• **Task to complete**: Count the lines in the records that contain the word "water" and reply with the number alone.

• **Extracted information**:
>>>>>

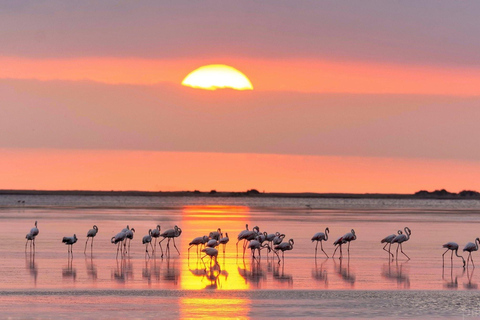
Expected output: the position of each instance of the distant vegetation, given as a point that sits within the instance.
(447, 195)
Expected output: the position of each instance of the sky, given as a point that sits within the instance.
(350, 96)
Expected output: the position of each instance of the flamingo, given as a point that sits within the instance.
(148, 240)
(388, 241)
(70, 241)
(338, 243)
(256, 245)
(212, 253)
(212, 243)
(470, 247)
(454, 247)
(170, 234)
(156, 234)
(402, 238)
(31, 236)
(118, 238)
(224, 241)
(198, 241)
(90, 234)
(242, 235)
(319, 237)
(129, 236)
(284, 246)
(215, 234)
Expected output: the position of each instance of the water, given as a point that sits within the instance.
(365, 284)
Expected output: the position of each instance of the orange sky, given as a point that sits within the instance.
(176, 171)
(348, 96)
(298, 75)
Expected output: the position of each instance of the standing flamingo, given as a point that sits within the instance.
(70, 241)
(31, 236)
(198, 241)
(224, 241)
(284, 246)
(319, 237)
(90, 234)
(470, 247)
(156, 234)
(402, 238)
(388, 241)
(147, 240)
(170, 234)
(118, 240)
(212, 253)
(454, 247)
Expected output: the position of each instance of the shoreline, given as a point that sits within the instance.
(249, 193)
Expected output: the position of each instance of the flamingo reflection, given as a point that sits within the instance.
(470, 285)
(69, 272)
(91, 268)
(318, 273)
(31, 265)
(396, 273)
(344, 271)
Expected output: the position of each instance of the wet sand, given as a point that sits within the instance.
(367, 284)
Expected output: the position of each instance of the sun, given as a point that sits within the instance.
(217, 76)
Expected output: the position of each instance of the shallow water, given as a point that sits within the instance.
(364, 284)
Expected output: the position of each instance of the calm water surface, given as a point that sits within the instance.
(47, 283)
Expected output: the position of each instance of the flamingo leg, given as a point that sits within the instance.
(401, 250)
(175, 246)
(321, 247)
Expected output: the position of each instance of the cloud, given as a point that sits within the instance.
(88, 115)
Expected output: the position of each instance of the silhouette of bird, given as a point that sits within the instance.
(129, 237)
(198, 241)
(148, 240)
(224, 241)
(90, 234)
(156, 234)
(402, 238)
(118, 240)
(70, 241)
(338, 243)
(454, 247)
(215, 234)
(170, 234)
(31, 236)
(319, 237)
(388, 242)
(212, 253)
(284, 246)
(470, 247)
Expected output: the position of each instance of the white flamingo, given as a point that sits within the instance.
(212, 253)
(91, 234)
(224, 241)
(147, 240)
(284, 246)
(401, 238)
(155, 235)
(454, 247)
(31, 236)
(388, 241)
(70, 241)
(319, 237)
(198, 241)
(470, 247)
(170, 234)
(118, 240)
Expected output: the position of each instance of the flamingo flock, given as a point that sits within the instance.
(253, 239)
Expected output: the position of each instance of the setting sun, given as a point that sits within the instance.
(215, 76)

<<<<<
>>>>>

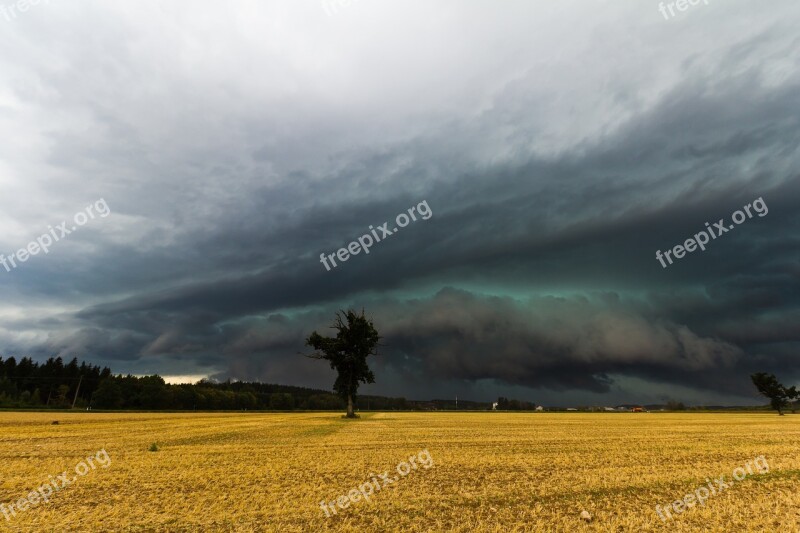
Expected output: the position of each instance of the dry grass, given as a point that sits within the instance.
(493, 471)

<<<<<
>>>>>

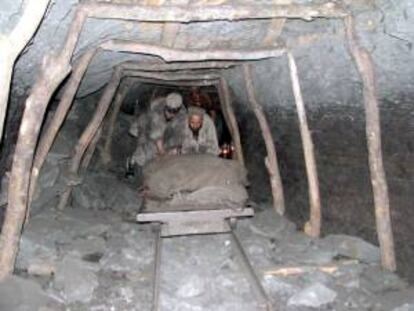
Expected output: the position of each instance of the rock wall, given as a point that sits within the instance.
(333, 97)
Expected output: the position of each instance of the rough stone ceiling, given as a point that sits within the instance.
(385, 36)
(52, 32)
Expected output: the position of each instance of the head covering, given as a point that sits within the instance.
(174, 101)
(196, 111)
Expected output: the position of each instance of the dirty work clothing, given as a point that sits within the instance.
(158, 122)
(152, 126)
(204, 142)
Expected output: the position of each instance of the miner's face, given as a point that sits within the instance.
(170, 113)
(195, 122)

<<<<<

• **The output**: 3